◆ **Records supplied**
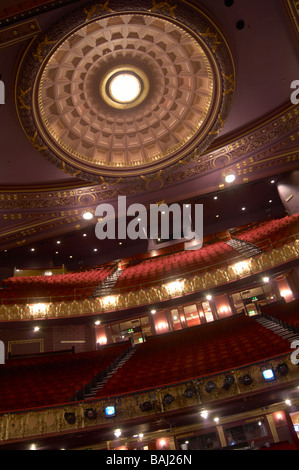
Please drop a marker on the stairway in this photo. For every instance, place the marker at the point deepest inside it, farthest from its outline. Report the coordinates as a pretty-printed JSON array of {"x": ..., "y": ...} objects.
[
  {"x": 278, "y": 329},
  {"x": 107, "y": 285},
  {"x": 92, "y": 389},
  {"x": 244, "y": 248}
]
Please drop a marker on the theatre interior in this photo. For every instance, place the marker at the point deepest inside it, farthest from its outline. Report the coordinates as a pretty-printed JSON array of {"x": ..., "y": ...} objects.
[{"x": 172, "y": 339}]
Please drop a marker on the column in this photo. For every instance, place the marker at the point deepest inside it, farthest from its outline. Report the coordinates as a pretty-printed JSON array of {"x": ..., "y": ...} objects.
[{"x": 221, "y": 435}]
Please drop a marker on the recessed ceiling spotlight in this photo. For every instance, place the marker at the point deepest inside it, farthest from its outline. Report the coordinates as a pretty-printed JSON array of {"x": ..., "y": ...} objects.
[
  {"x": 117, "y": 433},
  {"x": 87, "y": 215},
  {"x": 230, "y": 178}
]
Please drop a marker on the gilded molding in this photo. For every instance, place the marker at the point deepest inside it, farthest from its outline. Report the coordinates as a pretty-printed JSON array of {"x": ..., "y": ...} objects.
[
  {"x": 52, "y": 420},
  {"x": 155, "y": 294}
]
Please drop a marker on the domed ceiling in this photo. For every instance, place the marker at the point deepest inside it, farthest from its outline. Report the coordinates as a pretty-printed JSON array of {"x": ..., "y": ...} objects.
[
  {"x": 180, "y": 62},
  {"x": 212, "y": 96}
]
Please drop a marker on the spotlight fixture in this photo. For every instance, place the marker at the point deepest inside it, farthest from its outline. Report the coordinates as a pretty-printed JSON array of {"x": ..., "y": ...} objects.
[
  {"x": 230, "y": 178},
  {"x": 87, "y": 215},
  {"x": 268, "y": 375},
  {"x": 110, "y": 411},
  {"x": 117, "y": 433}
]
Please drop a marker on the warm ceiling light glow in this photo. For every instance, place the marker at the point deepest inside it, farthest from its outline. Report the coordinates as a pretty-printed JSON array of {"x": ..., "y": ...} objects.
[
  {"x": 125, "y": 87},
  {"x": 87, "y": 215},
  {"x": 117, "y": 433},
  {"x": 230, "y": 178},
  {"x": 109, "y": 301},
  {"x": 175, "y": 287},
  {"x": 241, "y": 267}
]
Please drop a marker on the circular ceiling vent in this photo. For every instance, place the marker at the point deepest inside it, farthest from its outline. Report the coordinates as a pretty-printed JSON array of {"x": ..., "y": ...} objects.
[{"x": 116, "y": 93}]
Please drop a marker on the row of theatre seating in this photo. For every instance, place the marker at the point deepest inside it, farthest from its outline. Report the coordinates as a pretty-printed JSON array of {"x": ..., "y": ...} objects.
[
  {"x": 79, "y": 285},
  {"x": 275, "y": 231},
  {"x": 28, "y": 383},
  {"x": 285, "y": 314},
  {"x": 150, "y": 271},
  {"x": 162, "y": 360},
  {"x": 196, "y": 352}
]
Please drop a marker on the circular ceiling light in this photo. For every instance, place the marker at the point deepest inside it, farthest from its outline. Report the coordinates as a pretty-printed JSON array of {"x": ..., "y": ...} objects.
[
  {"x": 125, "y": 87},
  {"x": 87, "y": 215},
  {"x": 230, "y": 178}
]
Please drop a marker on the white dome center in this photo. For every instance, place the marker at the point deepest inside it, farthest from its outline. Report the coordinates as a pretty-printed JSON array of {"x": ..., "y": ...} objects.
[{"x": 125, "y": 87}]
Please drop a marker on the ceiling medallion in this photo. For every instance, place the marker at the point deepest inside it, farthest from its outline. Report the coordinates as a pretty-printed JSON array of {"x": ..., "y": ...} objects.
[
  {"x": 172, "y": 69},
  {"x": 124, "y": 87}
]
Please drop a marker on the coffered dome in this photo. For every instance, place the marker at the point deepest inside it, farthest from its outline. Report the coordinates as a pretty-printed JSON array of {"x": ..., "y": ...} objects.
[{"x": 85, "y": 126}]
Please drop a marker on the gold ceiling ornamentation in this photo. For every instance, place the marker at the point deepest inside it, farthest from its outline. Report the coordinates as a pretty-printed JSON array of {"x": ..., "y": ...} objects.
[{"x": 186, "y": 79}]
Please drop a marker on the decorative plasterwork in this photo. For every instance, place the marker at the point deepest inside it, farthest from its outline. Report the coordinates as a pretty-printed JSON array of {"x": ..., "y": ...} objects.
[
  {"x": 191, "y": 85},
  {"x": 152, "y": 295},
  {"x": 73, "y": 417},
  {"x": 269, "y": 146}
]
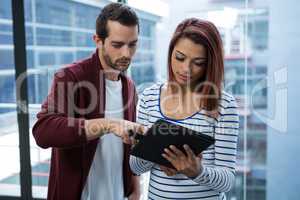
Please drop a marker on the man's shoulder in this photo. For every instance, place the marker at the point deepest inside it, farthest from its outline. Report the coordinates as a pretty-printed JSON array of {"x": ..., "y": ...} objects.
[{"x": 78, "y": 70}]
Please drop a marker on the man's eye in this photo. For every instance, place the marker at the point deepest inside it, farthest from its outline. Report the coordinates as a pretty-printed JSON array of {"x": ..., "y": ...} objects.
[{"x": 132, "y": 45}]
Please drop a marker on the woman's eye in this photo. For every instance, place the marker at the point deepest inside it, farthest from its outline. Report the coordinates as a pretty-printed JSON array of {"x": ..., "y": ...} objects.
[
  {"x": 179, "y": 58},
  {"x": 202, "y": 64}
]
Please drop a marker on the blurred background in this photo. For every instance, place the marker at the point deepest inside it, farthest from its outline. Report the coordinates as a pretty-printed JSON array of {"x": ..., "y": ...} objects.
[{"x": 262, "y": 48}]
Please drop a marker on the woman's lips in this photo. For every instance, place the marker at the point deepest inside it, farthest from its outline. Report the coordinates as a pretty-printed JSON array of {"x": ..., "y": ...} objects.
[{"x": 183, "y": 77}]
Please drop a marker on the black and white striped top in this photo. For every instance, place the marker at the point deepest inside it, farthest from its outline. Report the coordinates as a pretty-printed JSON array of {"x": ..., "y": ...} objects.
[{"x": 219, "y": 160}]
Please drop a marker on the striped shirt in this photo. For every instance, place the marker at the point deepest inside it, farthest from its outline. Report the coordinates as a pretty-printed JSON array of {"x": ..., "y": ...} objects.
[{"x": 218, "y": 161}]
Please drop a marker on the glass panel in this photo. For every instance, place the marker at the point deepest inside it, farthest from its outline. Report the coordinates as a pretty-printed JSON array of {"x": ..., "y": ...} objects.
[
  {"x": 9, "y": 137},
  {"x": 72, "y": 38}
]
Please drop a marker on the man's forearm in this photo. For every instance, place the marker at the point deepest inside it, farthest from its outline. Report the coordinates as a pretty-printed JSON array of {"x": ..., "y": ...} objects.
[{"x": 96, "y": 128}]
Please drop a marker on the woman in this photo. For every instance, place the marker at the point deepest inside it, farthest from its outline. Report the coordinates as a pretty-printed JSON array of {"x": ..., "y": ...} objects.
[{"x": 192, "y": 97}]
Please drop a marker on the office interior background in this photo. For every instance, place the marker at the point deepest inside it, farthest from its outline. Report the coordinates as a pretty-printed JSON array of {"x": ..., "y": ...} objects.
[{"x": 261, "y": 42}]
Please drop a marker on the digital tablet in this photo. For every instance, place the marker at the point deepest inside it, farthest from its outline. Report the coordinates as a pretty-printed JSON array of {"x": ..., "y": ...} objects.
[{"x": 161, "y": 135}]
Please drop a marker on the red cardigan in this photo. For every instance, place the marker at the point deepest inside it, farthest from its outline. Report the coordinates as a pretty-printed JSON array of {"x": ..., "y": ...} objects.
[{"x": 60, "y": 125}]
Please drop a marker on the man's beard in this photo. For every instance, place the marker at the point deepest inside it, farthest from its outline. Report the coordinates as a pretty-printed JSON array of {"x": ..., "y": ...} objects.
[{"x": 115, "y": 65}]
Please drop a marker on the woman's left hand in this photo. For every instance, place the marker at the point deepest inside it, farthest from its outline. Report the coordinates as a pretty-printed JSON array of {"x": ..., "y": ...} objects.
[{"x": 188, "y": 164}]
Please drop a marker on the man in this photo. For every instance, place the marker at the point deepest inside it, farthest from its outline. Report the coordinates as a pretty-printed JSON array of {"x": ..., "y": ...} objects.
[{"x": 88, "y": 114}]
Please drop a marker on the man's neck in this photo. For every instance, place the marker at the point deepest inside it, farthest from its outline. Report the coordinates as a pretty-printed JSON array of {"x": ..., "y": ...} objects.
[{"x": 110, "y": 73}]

◆ **What you are asked to do**
Copy the entries above verbatim, beginning with the line that contains "Please drop a marker on the woman in" (that line included) and continuing through the final line of the entries.

◆ **Exercise solution**
Please drop a marker on the woman in this photo. For every instance, place the marker at the point deepest inside it, farthest from its outline. Report the coordinates as a pretty-printed JSON array of {"x": ..., "y": ...} objects.
[{"x": 192, "y": 97}]
Please drop a marker on the office interior background in this photo. For every instance, place the marker at the point deepest inside it, farthest from its outline. Report the coordinates as a pretty-printed JSON array of {"x": ..., "y": ...} objects.
[{"x": 261, "y": 42}]
Please drop a marker on the digital tablet in this photo. For every instance, place the marker at the point deepest inside it, farthest from its outline. Report the coordinates as a pretty-printed JSON array of {"x": ..., "y": ...} objects.
[{"x": 161, "y": 135}]
Please drop a marker on the red cardigan in this photo. For every instance, place the marker at the point deepest inside it, farthest from its outline. Report the coordinates as a pretty-printed JSON array of {"x": ..., "y": ...} objects.
[{"x": 60, "y": 125}]
Please drop a marker on the man's beard in this photo. For every instance, place the marker at the point deepest inside it, farthest from its outline. Report the coordinates as a pretty-printed JSON array of {"x": ..., "y": ...} objects.
[{"x": 115, "y": 65}]
Please drop a marker on the woman's left hand in this photo. For every instance, place the marker at the point deepest inside it, farthest from its outline. Report the coordinates as a pretty-printed JSON array of {"x": ..., "y": ...} objects.
[{"x": 188, "y": 164}]
Please drop a marker on the man in this photo. For every instance, place the marker at the point deepest inside it, farthest from its outline. Report the coordinates as a pretty-printed JSON array of {"x": ..., "y": ...} objects.
[{"x": 88, "y": 114}]
Please drop a marker on the man's neck in this photo. For every instance, place the marker at the point deepest inside it, farthest from its outline. Report the coordinates as a pretty-printed JSON array of {"x": ..., "y": ...} objects.
[{"x": 110, "y": 73}]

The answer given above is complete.